Given problem:
Select and copy every line in the rows below that contains the string "grass", matching case exactly.

########################################

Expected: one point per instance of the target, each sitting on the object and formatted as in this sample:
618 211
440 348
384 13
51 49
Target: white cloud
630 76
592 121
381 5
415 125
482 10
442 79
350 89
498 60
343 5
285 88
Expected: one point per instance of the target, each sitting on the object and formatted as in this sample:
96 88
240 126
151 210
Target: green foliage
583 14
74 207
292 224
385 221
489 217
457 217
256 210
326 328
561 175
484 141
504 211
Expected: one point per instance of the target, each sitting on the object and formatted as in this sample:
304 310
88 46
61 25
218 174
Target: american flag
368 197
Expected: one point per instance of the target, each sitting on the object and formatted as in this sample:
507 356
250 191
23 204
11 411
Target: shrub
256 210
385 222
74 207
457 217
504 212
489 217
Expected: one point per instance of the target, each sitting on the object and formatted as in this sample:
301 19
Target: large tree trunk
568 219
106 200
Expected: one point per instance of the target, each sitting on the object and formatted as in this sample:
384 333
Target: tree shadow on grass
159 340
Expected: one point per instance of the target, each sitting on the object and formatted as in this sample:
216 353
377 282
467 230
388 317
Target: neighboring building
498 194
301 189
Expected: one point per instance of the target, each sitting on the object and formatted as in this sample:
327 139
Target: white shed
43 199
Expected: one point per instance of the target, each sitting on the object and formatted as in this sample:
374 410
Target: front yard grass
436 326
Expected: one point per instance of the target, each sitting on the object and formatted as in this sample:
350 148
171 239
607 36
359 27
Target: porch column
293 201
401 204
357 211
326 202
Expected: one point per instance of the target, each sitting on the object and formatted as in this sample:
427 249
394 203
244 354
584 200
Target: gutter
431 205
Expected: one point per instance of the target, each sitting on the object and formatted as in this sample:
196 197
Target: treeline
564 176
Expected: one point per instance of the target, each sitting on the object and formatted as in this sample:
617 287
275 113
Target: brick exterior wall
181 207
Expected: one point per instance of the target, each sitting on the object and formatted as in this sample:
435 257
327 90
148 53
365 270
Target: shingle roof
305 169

########################################

Output:
Target: tree shadow on grass
Target: front yard grass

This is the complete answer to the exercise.